*Materials provided*:
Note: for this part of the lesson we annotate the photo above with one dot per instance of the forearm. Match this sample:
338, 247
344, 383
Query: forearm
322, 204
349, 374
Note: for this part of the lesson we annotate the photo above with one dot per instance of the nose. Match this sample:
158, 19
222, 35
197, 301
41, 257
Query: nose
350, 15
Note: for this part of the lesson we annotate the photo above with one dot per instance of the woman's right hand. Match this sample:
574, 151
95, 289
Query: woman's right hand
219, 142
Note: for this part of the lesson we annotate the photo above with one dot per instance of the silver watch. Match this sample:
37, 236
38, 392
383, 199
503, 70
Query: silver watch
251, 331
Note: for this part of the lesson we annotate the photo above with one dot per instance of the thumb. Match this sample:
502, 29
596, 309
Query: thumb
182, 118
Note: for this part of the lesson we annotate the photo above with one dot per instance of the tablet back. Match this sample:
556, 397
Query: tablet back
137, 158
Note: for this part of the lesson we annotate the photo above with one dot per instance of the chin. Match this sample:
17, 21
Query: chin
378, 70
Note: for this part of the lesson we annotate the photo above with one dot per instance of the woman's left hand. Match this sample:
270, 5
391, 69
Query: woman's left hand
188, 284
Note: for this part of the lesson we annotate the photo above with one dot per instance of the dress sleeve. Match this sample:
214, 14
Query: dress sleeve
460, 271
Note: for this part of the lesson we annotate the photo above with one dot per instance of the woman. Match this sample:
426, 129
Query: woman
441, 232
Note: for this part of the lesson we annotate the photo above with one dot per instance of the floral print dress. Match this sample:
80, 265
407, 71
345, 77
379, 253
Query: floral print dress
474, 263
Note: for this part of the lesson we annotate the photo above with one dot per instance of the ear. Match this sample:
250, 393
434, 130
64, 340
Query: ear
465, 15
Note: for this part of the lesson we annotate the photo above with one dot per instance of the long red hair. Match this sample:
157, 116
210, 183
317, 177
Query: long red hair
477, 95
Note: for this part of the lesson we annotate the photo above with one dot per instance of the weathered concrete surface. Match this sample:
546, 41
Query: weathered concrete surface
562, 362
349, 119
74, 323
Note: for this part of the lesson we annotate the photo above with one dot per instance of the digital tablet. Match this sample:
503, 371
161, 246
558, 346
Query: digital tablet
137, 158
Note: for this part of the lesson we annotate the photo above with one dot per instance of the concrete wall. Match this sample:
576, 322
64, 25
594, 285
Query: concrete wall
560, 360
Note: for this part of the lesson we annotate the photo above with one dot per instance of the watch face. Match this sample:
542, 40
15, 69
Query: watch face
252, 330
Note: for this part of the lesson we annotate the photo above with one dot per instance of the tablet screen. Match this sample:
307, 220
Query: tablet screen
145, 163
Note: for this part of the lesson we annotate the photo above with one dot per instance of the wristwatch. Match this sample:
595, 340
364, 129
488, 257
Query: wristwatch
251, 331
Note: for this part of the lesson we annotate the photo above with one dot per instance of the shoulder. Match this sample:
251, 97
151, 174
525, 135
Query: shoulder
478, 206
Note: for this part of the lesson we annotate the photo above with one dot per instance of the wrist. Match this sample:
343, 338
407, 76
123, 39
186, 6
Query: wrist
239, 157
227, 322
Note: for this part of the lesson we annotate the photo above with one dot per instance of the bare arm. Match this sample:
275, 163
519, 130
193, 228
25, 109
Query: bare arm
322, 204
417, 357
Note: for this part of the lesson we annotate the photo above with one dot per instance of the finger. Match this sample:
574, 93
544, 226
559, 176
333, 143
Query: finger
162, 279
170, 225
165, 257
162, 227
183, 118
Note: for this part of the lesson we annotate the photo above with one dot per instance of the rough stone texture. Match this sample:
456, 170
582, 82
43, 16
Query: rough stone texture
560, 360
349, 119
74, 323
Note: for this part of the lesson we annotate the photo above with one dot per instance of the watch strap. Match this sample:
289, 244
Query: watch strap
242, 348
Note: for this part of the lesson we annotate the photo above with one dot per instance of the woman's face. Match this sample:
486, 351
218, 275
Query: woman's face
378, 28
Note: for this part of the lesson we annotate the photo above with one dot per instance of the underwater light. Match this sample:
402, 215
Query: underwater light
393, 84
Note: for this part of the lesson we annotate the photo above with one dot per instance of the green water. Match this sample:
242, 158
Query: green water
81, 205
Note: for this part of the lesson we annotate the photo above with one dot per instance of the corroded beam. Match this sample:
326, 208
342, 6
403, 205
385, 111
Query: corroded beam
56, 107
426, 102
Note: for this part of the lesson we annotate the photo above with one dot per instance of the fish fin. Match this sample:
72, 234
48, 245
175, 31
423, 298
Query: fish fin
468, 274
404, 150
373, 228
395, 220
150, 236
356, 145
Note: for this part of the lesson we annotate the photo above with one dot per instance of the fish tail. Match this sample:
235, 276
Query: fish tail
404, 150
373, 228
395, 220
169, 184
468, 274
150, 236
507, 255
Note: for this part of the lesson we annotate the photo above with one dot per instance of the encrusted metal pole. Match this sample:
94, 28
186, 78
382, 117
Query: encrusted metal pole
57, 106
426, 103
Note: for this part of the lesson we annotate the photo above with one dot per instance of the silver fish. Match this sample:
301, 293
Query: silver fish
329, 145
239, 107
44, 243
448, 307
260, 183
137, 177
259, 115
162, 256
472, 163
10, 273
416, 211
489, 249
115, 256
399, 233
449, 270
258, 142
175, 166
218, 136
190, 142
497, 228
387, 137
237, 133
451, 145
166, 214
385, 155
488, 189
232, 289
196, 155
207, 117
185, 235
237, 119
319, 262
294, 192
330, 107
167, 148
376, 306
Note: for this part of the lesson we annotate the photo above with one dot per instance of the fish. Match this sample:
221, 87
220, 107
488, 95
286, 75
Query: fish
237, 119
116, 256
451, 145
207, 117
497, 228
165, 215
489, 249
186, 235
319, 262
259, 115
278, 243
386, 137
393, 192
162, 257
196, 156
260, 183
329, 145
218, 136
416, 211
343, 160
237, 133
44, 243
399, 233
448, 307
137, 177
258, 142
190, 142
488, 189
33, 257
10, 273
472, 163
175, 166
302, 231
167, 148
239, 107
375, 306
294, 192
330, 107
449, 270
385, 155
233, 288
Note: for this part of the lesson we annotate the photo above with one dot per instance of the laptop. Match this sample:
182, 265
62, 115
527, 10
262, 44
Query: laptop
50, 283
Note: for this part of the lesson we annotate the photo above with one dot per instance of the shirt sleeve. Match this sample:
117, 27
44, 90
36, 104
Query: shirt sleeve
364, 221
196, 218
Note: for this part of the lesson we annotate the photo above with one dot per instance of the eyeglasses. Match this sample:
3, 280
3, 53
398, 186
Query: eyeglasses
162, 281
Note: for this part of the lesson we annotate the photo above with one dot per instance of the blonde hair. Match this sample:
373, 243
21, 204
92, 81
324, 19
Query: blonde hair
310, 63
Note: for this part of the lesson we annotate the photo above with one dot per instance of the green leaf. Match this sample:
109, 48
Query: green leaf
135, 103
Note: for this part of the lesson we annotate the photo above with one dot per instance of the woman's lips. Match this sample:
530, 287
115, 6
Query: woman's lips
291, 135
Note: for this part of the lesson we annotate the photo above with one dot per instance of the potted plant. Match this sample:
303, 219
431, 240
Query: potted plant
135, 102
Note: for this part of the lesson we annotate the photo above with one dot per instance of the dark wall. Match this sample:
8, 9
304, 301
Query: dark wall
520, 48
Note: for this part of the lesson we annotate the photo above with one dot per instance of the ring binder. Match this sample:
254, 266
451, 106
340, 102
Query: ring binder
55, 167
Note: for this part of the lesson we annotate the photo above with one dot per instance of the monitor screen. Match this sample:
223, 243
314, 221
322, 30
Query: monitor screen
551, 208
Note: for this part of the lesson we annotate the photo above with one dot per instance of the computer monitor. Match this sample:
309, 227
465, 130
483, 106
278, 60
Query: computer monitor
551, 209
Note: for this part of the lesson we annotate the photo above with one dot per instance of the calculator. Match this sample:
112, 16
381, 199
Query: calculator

*Exercise prompt*: Wherever a line above contains the string "calculator", copy that line.

*Output below*:
Note: for this part of the lesson we annotate the photo above with one dot per instance of the calculator. Match this sample:
Query: calculator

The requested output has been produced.